◆ CHALLENGE ◆
Reproduce every one of the following entries line by line, without altering any character.

⟨

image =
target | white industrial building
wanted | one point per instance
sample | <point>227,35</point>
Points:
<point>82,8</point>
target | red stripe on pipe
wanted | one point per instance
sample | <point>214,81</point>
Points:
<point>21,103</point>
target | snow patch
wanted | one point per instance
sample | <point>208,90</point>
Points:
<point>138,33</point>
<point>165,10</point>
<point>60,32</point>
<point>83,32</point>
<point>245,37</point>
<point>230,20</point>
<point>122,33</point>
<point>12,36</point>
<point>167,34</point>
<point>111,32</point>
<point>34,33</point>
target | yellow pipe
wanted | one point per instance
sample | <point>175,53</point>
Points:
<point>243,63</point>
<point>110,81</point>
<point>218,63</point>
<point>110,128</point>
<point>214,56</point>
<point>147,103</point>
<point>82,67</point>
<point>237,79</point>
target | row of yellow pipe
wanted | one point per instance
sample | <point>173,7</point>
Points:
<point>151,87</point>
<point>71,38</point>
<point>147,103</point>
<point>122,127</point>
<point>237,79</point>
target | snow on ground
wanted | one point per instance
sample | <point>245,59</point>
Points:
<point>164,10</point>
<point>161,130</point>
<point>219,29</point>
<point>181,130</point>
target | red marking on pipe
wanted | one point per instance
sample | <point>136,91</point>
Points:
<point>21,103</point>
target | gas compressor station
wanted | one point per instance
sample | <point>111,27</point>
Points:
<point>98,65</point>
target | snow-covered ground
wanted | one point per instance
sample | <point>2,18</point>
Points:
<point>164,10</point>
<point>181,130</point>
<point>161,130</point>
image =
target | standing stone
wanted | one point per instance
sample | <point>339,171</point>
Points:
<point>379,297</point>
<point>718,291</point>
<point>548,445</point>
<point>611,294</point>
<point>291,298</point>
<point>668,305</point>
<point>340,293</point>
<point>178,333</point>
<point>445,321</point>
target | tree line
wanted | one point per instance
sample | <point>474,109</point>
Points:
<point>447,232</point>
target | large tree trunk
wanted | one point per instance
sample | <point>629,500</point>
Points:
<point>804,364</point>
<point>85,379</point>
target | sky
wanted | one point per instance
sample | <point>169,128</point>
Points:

⟩

◆ THE ANSWER ◆
image =
target | white industrial building
wanted | one point per instance
sample | <point>227,35</point>
Points:
<point>82,8</point>
target | red stripe on pipe
wanted | one point per instance
sample | <point>214,81</point>
Points:
<point>21,103</point>
target | snow patch
wanted | one point per instance
sample | <point>208,90</point>
Points:
<point>138,33</point>
<point>165,10</point>
<point>60,32</point>
<point>83,32</point>
<point>245,37</point>
<point>230,20</point>
<point>122,33</point>
<point>12,36</point>
<point>167,34</point>
<point>111,32</point>
<point>34,33</point>
target | yellow pipe
wanted | one point per instance
sample | <point>175,53</point>
Points:
<point>243,63</point>
<point>110,81</point>
<point>218,63</point>
<point>110,128</point>
<point>214,56</point>
<point>147,103</point>
<point>82,67</point>
<point>237,79</point>
target | row of yellow pipe
wanted | one point per instance
sample | <point>173,7</point>
Points:
<point>151,87</point>
<point>71,38</point>
<point>147,103</point>
<point>122,127</point>
<point>237,79</point>
target | snow on ground
wanted | one point per instance
sample | <point>245,59</point>
Points:
<point>164,10</point>
<point>161,130</point>
<point>219,29</point>
<point>181,130</point>
target | red marking on pipe
wanted | one point per instance
sample | <point>136,91</point>
Points:
<point>21,103</point>
target | gas compressor station
wanted | one point per instance
sample | <point>111,27</point>
Points:
<point>98,65</point>
target | snow-covered ground
wanted | one point per instance
sample | <point>2,18</point>
Points:
<point>164,10</point>
<point>181,130</point>
<point>161,130</point>
image =
target | standing stone
wanted | one point per instance
sample | <point>339,171</point>
Points:
<point>379,297</point>
<point>718,291</point>
<point>548,445</point>
<point>611,294</point>
<point>291,298</point>
<point>668,305</point>
<point>340,293</point>
<point>178,333</point>
<point>445,321</point>
target | tree line
wanted | one point per instance
sample | <point>474,109</point>
Points:
<point>447,232</point>
target | large tree trunk
wanted | one point per instance
sample | <point>629,500</point>
Points:
<point>804,364</point>
<point>85,379</point>
target | sky
wanted | one point per instance
sample | <point>169,128</point>
Points:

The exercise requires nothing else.